**Problem details**
Copy out the whole listing below word for word, but leave out the pictures.

BEGIN Entries

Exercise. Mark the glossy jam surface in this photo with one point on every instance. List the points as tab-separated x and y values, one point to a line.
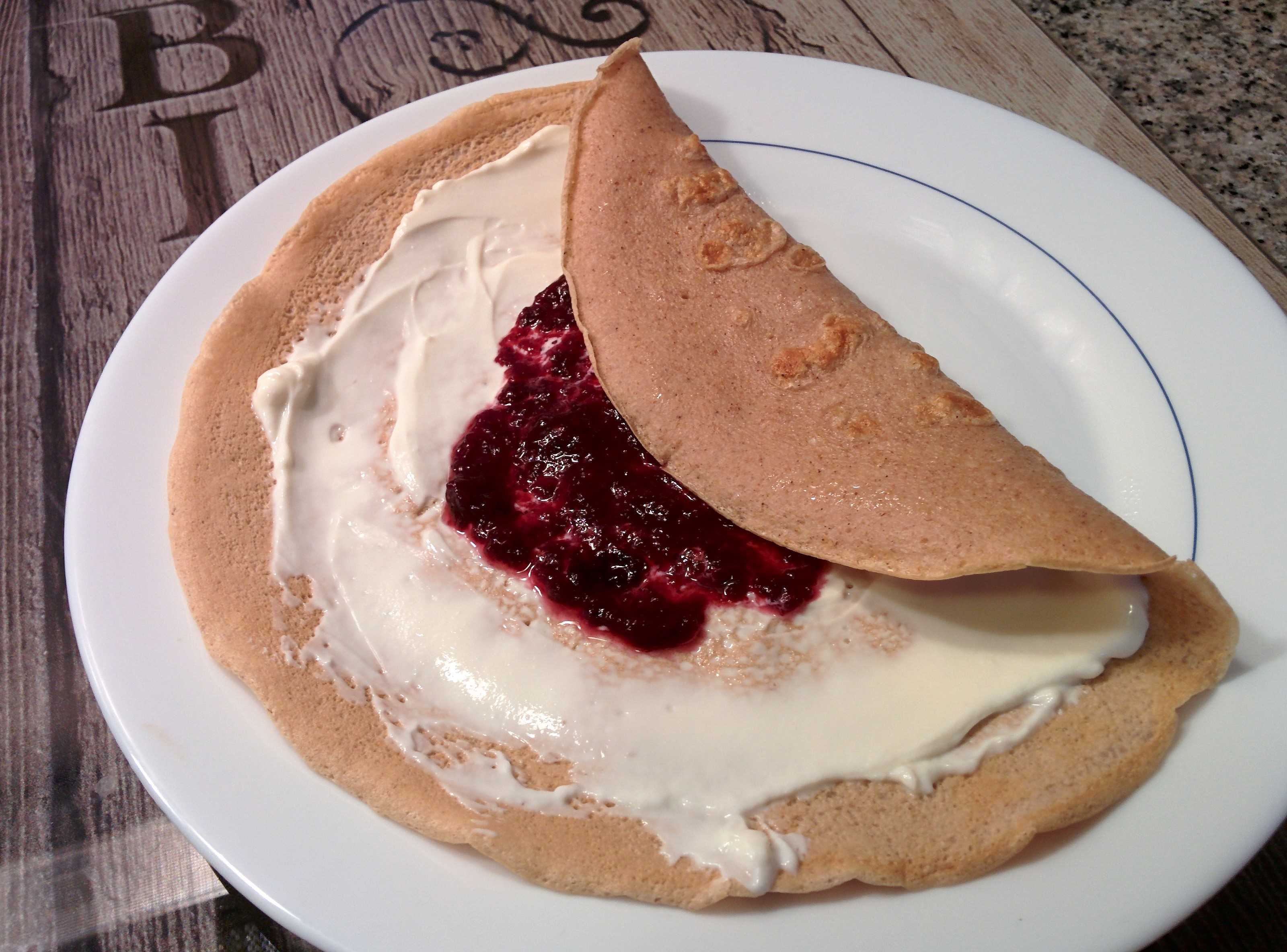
550	483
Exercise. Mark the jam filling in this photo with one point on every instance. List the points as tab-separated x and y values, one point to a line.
550	483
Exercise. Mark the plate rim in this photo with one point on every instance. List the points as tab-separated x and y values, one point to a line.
451	98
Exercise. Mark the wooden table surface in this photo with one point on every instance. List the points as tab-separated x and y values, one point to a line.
128	125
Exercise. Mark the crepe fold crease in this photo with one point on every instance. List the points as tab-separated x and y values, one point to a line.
220	529
773	393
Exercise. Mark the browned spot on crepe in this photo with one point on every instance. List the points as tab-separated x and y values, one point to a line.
840	336
708	187
940	497
954	407
739	240
220	531
805	259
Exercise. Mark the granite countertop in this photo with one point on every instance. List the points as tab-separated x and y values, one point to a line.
1207	80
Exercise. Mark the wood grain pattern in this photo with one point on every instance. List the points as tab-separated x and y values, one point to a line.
98	200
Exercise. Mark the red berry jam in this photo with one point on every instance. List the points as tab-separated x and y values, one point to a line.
550	483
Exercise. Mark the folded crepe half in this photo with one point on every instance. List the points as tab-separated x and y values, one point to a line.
773	393
220	525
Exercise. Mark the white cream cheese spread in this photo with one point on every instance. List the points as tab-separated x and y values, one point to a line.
877	679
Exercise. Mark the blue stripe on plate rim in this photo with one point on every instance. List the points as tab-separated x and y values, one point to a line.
1184	444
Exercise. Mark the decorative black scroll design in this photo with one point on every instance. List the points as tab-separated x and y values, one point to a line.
460	38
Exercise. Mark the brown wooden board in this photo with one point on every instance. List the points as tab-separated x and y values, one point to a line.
128	125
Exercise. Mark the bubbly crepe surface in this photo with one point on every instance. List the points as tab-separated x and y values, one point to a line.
773	393
1088	757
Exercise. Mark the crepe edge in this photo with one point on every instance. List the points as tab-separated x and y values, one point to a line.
357	754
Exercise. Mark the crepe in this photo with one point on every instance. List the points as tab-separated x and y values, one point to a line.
220	527
773	393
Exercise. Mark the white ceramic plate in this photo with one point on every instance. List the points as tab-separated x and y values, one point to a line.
1100	323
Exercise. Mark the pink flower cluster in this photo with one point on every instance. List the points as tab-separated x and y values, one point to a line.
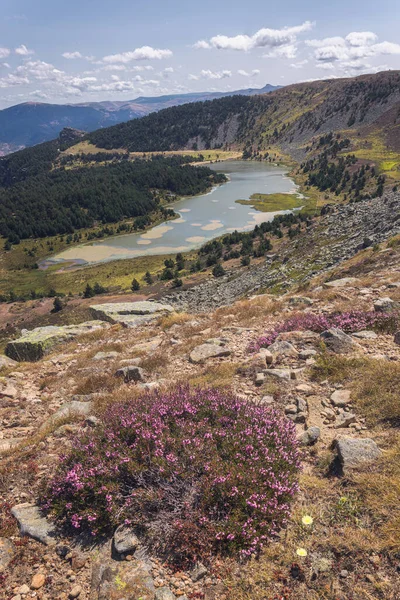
348	322
199	469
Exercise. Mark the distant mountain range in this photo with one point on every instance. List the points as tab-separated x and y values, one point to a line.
32	123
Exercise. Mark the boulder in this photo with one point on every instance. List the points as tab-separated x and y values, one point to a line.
282	349
33	345
7	553
310	436
130	314
355	452
295	300
125	540
33	523
386	305
68	409
365	335
339	283
6	362
205	351
105	355
164	593
131	373
121	580
198	572
345	419
338	341
340	398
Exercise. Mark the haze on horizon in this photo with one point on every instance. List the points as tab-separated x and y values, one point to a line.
91	51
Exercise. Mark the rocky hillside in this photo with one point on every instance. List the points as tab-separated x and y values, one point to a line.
318	346
290	116
32	123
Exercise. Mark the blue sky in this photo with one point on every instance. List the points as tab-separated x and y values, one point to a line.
90	50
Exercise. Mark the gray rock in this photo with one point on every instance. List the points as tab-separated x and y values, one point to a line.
198	572
35	344
278	374
343	420
7	553
6	362
105	355
340	398
131	373
339	283
130	314
282	349
205	351
386	305
68	409
295	300
353	452
338	341
306	354
125	540
310	436
365	335
164	593
33	523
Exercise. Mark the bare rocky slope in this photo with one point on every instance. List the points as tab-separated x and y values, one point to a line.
342	395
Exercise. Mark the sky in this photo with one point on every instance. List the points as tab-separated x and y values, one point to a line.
92	50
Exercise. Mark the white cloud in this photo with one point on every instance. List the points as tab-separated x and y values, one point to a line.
300	64
252	73
72	55
356	46
263	38
207	74
23	51
143	53
13	80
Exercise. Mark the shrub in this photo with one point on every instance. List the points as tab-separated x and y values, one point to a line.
218	270
347	321
193	471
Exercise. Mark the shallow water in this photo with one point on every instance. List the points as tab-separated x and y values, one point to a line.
201	218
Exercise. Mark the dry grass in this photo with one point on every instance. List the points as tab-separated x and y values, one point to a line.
219	375
375	384
246	312
174	319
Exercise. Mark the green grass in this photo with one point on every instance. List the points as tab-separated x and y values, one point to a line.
273	202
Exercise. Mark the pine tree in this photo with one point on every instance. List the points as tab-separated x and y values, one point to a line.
135	286
57	305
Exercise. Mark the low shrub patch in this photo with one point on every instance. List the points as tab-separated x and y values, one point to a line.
349	322
195	471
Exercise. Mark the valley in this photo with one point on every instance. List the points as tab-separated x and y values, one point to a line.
200	336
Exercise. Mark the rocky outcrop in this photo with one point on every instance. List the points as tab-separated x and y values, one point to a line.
33	523
35	344
130	314
353	453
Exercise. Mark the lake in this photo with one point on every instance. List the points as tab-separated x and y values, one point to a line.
201	218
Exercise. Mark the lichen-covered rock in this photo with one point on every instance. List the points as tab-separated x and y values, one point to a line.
354	452
125	540
204	351
7	552
130	314
33	345
33	523
338	341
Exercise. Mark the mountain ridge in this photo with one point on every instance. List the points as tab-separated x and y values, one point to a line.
31	123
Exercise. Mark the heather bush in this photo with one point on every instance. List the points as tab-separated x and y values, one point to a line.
348	322
194	471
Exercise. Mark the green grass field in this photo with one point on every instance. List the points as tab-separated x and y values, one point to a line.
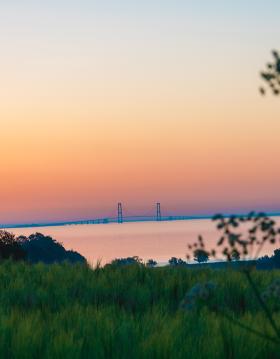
66	311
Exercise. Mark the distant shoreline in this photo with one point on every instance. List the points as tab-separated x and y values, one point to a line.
129	219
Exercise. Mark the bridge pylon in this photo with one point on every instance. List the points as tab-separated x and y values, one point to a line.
120	214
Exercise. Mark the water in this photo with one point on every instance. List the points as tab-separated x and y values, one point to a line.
157	240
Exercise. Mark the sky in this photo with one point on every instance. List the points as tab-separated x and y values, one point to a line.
138	102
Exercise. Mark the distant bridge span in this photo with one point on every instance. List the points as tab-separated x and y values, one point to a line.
119	219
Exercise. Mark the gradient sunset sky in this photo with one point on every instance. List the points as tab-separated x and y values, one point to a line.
138	102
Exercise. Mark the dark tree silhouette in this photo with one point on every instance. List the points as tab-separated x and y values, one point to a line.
10	247
200	256
174	262
40	248
272	75
151	263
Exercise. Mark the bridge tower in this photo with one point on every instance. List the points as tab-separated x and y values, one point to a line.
158	212
120	215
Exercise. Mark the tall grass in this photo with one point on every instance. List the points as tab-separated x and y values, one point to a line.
66	311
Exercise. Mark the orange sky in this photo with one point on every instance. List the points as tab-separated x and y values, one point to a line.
105	106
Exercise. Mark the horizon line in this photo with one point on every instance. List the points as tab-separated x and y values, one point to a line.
126	219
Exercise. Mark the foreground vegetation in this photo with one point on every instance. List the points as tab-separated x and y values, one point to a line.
73	311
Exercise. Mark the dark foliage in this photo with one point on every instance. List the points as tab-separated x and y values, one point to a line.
272	75
151	263
200	256
10	247
175	262
267	262
40	248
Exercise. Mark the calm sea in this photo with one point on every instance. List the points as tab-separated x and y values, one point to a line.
157	240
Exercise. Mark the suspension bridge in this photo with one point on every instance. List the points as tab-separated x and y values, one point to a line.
120	217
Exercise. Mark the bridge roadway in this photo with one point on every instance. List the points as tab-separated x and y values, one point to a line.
125	219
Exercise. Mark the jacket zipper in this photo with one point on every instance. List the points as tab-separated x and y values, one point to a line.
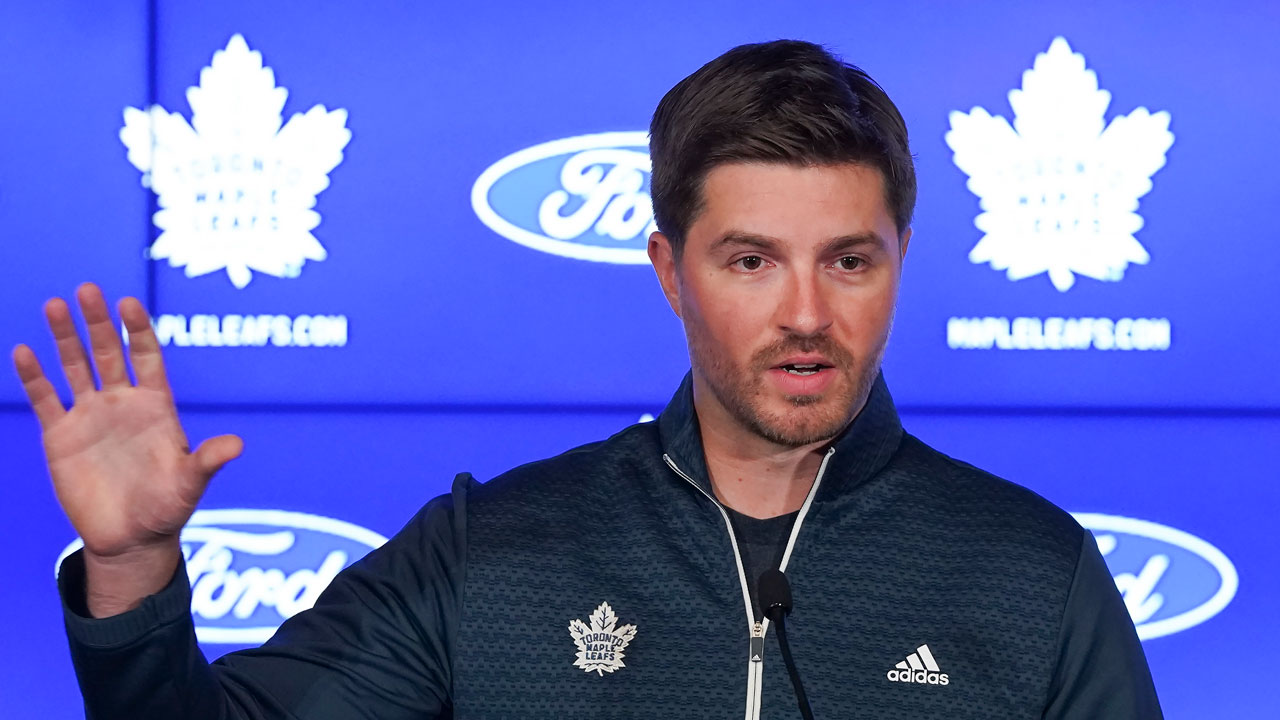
755	650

END Entries

**Task answer**
Exercise. Mark the glossy jam surface in this photo with one point on every instance. List the points as tab-separated x and y values, one point to a line.
550	483
Exercise. Mark the jam filling in this photo with one point on every instance. List the points as tab-separated x and y values, one point to a line.
550	483
Exercise. Mark the plate rim in this photo with one point on every instance. List the points as tab-separated x and y values, one point to a line.
451	98
Exercise. Mark the wooden table surface in this photo with one point on every instance. List the points as tab-separated x and y values, one point to a line.
128	125
Exercise. Mark the crepe fold crease in this photo with one point on every instance. List the points as tab-separated x and y values, one point to a line.
220	529
773	393
Exercise. Mark the browned spot on crepe in this photo with one point on every instance. List the points as tab-separated x and y values, one point to a line.
840	336
708	187
940	497
954	407
739	240
220	531
805	259
Exercise. Mark the granite countertop in this photo with one point on every instance. List the points as tab-separated x and y values, one point to a line.
1207	80
Exercise. Mark the wood grain pattern in this photo with one point on every instance. List the points as tab-separated x and y values, one point to a line.
98	200
Exercise. Mark the red berry jam in this photo with one point on every instance. List the points as tab-separated x and y values, one point to a line.
550	483
Exercise. Mark the folded crepe half in this photo with one point on every instance. List the points as tab-separated x and y values, one point to a line.
773	393
220	525
Exercise. Mark the white cream cheese spread in this photo with one point on every instance. List the points as tab-separated x and y values, one point to a line.
877	679
Exercise. Mark the blue stripe on plate rim in this photo with one point on every instance. List the points as tab-separated x and y values, one point to a line.
1184	444
Exercise. Mark the decorative black scroll design in this photo with one point on every instance. List the points as tab-separated x and y values, one point to a line.
460	38
Exercise. Mark the brown wooden board in this photo with one point on every instance. List the points as tab-separated x and y values, one point to a line.
128	125
Exercise. Mark the bubbly crepe surface in this photo with one point on every instance. List the points as tab-separated x and y values, one point to a line.
773	393
1088	757
Exercise. Mark the crepe edge in this photo with one point on every instance. List the points as tab-separated x and y values, one point to a line.
357	754
Exercise. Mark the crepe in this photo with one point on every instance. List the points as tab-separated x and y values, one point to a line.
220	527
773	393
Exercise. Mark the white ceramic plate in this photo with one point on every instance. List the points as tab-separated x and y values, one point to a line.
1100	323
Exercise. Mark the pink flower cluster in this photo with one point on every instance. List the points as tab-separated x and y values, one point to a line.
348	322
199	469
Exercise. Mark the distant mountain range in this photo with one point on every instance. List the points as tab-separated x and y values, one point to a line.
32	123
Exercise. Mark the boulder in this photo with one point on every instance. List the points as tab-separated x and y values, one point to a line.
282	349
33	345
7	553
310	436
130	314
355	452
295	300
125	540
33	523
386	305
68	409
365	335
339	283
6	362
205	351
105	355
164	593
131	373
121	580
198	572
345	419
338	341
340	398
Exercise. Mark the haze on horizon in this photo with one point on every instance. List the points as tab-separated x and y values, one point to a line.
91	51
Exercise. Mark the rocky hillside in this photo with one point on every instance. List the points as tab-separated x and y values, one point to a line.
318	346
290	116
32	123
Exercise. Mark the blue sky in this photo with one point on every instance. List the points as tab-separated x and y values, one point to a line.
90	50
Exercise. Mark the gray rock in this photo with one point on every instance. List the points as tab-separated x and y values, one point to a line.
198	572
35	344
278	374
343	420
7	553
6	362
105	355
340	398
131	373
339	283
130	314
282	349
205	351
386	305
68	409
295	300
353	452
338	341
306	354
125	540
310	436
365	335
164	593
33	523
Exercise. Mark the bare rocky slope in this photo with one point on every instance. List the points as tab-separated x and y values, one point to a line.
342	395
Exercise. Mark the sky in this photo with one point on every instance. List the points as tab-separated x and y values, one point to a line.
92	50
Exercise. Mark the white cloud in this photo with one point on every instance. List the points as tab-separated x and y values, one point to a line.
300	64
252	73
72	55
356	46
263	38
207	74
23	51
143	53
13	80
Exercise. Mark the shrub in this photo with one point on every instance. List the points as tab-separated x and y values, one point to a line.
218	270
347	321
193	471
Exercise. Mark the shallow water in this photo with one point on every instance. List the points as tab-separated x and y values, one point to a line.
201	218
Exercise. Mark the dry grass in this photo with one point on every instance. List the points as tab-separated x and y values, one point to a line.
219	375
375	384
246	312
174	319
Exercise. Mark the green grass in this photo with one point on every instance. List the points as tab-separated x and y values, one point to a line.
273	202
Exercise. Mark the pine tree in this photo with one point on every instance. List the points as tab-separated x and y values, one point to a line.
135	286
57	305
Exercise. Mark the low shrub patch in this photo with one point on every instance. List the points as tab-separated x and y values, one point to a line.
349	322
195	471
Exercise. Mark the valley in this photo with one point on every instance. List the points as tab-separated x and y values, one point to a line.
200	336
Exercise. Mark the rocky outcrop in this photo with one point on every instance. List the points as tab-separated x and y values, one point to a line.
33	523
35	344
130	314
353	453
Exercise. Mark the lake in this photo with one point on every instance. List the points as tab-separated x and y values, one point to a line.
201	218
Exercise. Mark the lichen-covered rock in this photo with one point on every instance. List the points as tab-separated x and y values, one point to a line.
354	452
125	540
204	351
7	552
130	314
33	345
33	523
338	341
Exercise. Mark the mountain ridge in this photo with one point on every instance. List the points as tab-separated x and y values, one point to a line.
31	123
Exercise. Mark the heather bush in this photo with one point on every instance. List the points as tab-separated x and y values, one point to a line.
348	322
194	471
Exercise. Mark the green grass field in this photo with one point on every instance. List the points as tab-separated x and y values, one point to a line.
66	311
Exercise. Mark the distant shoreline in this photo with one point on every instance. List the points as tab-separated x and y values, one point to a line.
129	219
Exercise. Mark the bridge pylon in this photo with one point on every instance. List the points as tab-separated x and y values, one point to a line.
120	214
Exercise. Mark the water in this photo with one point on every instance. List the points as tab-separated x and y values, one point to a line.
157	240
Exercise. Mark the sky in this photo with one point on every instance. List the points as tab-separated x and y values, one point to a line.
138	102
Exercise. Mark the distant bridge span in this photo with one point on every instance. List the points as tab-separated x and y values, one point to a line.
119	219
Exercise. Mark the gradient sunset sky in this photo with one point on every instance. List the points as tab-separated x and y values, one point to a line.
138	102
Exercise. Mark the dark tree silhouette in this photo with one point on every instance. List the points as tab-separated x and y values, one point to a line.
10	247
200	256
174	262
40	248
272	75
151	263
Exercise. Mark the bridge tower in this photo with one point on every instance. List the points as tab-separated x and y values, one point to a line.
158	212
120	215
Exercise. Mark the tall grass in this photo with one point on every instance. List the points as tab-separated x and y values, one point to a line.
66	311
Exercise. Mark the orange sky in this photo with one point on every instance. List the points as tab-separated x and y values, one point to a line.
105	106
Exercise. Mark the horizon line in this photo with one point on every instance. List the points as tab-separated x and y values, one point to a line.
126	219
Exercise. Mark the foreground vegetation in this photo with one point on every instance. List the points as tab-separated x and y values, one point to a line.
73	311
Exercise. Mark the dark foliage in this photo with one point on every instance. List the points as tab-separated x and y values, one point to a line.
272	75
151	263
200	256
10	247
175	262
267	262
40	248
Exercise. Mark the calm sea in this photo with one point on every instance. List the points as tab-separated x and y values, one point to a line.
157	240
Exercise. Mark the suspension bridge in this photo with one point on every instance. List the points as tab-separated x and y values, one point to a line.
120	217
Exercise. Mark the bridge roadway in this photo with one point on every instance. List the points as tab-separated x and y values, one point to a line.
125	219
Exercise. Mark the jacket zipper in this photo with one point on every instance. List the points as tab-separated x and y values, one point to a line.
755	650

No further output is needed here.